**EXERCISES:**
1. Decide whether each statement agrees with the Car9 seminar announcement, answering yes or no and quoting the deciding words of the announcement: (a) the seminar takes place in 652 Engineering Tower; (b) the speaker belongs to the University of Washington, Seattle; (c) Car9 is a gold-binding peptide.
2. Give the Car9 seminar announcement again between "CBE Seminar: Understanding" and "- 11:55 a.m.", inclusive, substituting "Lecture" for "Seminar".
3. Write the next part of the Car9 seminar announcement, starting after its final sentence.

**SUPPLIED TEXT:**
=== Begin Enclosure ===
CBE Seminar: Understanding and Exploiting the Interactions of Car9-based Solid Binding Proteins with Silica

Friday, November 15, 2019 - 11:00 a.m. to Saturday, November 16, 2019 - 11:55 a.m.
652 Engineering Tower
Francois Baneyx

Department of Chemical Engineering
University of Washington, Seattle

Abstract: Solid binding proteins are genetically engineered chimera that incorporate one or more combinatorially selected solid-binding peptides (SBP) at defined locations of their framework. These macromolecules are powerful tools to study the fundamentals of biotic-abiotic interactions because they allow for SBP presentation within solubilizing and structurally defined contexts. They are also useful to control inorganic morphogenesis and to assemble hybrid architectures that harness the “built-in” function and topology of the host scaffold. In this talk, I will describe some of the practical applications of a versatile silica-binding peptide called Car9, and how we used a deep integration of kinetic modeling, Rosetta calculations, molecular dynamics simulations, mutagenesis, SPR measurements and high-resolution AFM to gain a detailed understanding of its interaction with silica surfaces. I will also describe how we are exploiting these insights to build solid binding proteins that support cycles of silica nanoparticle assembly and disassembly upon small changes of pH, and how we can tune the characteristics of the hybrid aggregates by manipulating solution conditions, particle size and SBP sequence.
=== End Enclosure ===
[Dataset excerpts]
=== Begin Enclosure ===
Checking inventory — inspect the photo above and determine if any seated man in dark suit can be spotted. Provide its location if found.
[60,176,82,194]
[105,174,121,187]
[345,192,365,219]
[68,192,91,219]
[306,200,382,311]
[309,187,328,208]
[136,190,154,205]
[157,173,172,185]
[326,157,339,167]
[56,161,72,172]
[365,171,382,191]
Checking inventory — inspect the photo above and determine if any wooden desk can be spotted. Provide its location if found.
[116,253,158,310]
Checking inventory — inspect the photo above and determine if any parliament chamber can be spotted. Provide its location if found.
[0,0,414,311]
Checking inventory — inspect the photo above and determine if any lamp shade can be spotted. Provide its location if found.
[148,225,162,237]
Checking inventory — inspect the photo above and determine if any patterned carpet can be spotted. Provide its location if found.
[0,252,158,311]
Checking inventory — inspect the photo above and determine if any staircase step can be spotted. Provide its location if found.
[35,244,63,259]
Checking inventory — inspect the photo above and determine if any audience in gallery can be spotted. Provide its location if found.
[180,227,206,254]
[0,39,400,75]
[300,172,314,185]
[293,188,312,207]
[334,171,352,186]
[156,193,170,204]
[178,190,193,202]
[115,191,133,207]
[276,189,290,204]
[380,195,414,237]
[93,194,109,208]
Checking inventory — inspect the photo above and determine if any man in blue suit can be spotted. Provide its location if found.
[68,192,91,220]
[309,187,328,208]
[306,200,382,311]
=== End Enclosure ===
=== Begin Enclosure ===
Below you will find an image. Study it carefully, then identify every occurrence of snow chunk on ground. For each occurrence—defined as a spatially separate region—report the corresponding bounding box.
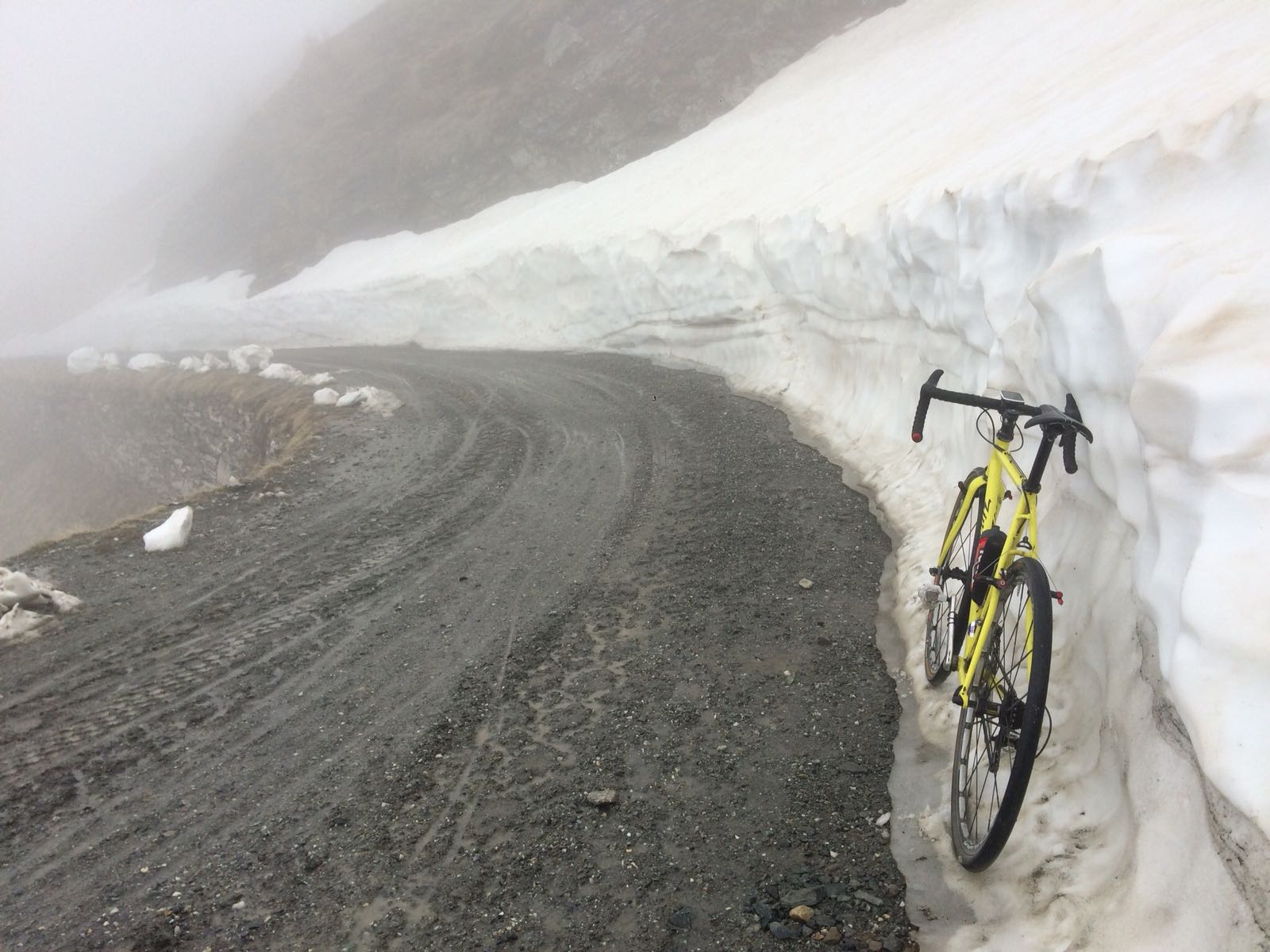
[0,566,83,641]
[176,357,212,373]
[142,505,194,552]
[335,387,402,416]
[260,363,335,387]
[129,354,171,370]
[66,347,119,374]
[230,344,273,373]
=== End Enclosure ===
**ANSWERS PROVIDED:**
1.
(a) Yes: "652 Engineering Tower"
(b) Yes: "University of Washington, Seattle"
(c) No: "a versatile silica-binding peptide called Car9"

2.
CBE Lecture: Understanding and Exploiting the Interactions of Car9-based Solid Binding Proteins with Silica

Friday, November 15, 2019 - 11:00 a.m. to Saturday, November 16, 2019 - 11:55 a.m.

3.
Bio: François Baneyx is the Charles W.H. Matthaei Professor of Chemical Engineering at the University of Washington where he serves as interim vice provost for innovation, director of the CoMotion Innovation Hub and director of the Center for the Science of Synthesis across Scales, a Department of Energy (DOE) Energy Frontier Research Center. He previously served as chair of the Department of Chemical Engineering, director of the University of Washington Center for Nanotechnology, site director of the Pacific Northwest node of the National Science Foundation (NSF) National Nanotechnology Infrastructure Network and co-director of the Genetically Engineered Materials Science and Engineering Center, an NSF MRSEC. Baneyx earned a doctorate in chemical engineering from the University of Texas at Austin and joined the University of Washington in 1992 after postdoctoral work at DuPont. His research interests are highly interdisciplinary and lie at the confluence of biotechnology, nanotechnology, materials science and molecular engineering. He has authored or co-authored over 105 publications, holds four U.S. patents on three technology suites and is co-founder of the start-up Proteios. Baneyx is an elected fellow of the American Association for the Advancement of Science, the American Institute of Medical and Biomedical Engineering, the American Academy of Microbiology, and a member of the Washington State Academy of Sciences.